→ Task details:
From the passage on the Title X rule, copy word for word the part that opens with "The new rule" and closes with "of their work.".

Today, the Biden administration just reversed another one of Trump's bad ideas.
The Biden administration on Monday revoked a Trump-era rule that became a flash point in the abortion wars by forbidding clinics that receive federal family planning aid from advising people about ending their pregnancies.
The new rule for the half-century-old family planning program known as Title X will allow health centers to receive the federal funds even if they refer patients for abortions. It takes effect Nov. 8.
The rule reverses a move initiated in 2018 by former president Donald Trump to appeal to the social conservatives crucial to his political base, siding with them in a long-running battle with the Planned Parenthood Federation of America and other family planning groups.
Rather than heeding the restrictions, affiliates of Planned Parenthood, which serve about four in 10 of the program’s patients, as well as other health centers, forfeited the Title X funds that had been a main support of their work.
An estimated 981 clinics — about one in four that received Title X money — dropped out in 2019, and a half-dozen states no longer had any health centers in the program, according to the Guttmacher Institute, a reproductive rights research and policy organization.
Title X has been an ideological lightning rod since shortly after it was created in 1970 under former president Richard Nixon as part of federal public health law. It is intended mainly to help poor or uninsured women.
Biden also said at the time his administration’s policies would “support women’s and girls’ sexual and reproductive health and rights in the United States as well as globally.” As part of the memo, the president lifted what is known as the “Mexico City Policy,” which has seesawed back and forth for nearly three decades, depending on whether Republicans or Democrats have been in the White House.
Texas has been sued over their "heartbeat" bill. Although the Supreme Court did not act to prevent it, it's still possible that another strategy can be used to reverse it. Meanwhile, the Supreme Court is scheduled to review a bill a restrictive bill in Mississippi.

(Extracted records)
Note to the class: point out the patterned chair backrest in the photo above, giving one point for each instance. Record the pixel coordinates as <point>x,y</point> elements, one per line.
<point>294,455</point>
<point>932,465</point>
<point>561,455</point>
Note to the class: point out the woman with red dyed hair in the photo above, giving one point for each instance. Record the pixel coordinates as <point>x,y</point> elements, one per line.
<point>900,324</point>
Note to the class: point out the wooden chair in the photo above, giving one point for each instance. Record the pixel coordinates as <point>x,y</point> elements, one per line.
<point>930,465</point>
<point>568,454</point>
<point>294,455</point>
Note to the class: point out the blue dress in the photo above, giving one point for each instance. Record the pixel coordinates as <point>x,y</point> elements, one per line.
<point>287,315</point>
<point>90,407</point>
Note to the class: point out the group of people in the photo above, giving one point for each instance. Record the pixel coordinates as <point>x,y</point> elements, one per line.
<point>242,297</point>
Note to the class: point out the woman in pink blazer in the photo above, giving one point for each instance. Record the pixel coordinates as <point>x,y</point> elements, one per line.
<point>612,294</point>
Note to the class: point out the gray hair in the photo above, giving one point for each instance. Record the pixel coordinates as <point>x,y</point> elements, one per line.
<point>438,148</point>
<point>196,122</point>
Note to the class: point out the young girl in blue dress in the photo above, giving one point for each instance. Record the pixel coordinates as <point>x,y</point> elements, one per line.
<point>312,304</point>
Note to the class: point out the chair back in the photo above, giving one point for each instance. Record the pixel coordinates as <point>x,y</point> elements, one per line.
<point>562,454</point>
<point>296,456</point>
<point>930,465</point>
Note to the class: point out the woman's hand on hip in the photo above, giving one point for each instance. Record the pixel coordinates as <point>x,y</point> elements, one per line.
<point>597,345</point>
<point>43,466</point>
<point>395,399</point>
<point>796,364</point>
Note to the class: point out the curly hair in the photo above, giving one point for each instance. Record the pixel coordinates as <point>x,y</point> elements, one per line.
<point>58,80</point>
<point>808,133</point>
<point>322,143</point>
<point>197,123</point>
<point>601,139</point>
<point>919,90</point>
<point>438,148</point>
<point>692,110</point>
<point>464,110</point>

→ Task result:
The new rule for the half-century-old family planning program known as Title X will allow health centers to receive the federal funds even if they refer patients for abortions. It takes effect Nov. 8.
The rule reverses a move initiated in 2018 by former president Donald Trump to appeal to the social conservatives crucial to his political base, siding with them in a long-running battle with the Planned Parenthood Federation of America and other family planning groups.
Rather than heeding the restrictions, affiliates of Planned Parenthood, which serve about four in 10 of the program’s patients, as well as other health centers, forfeited the Title X funds that had been a main support of their work.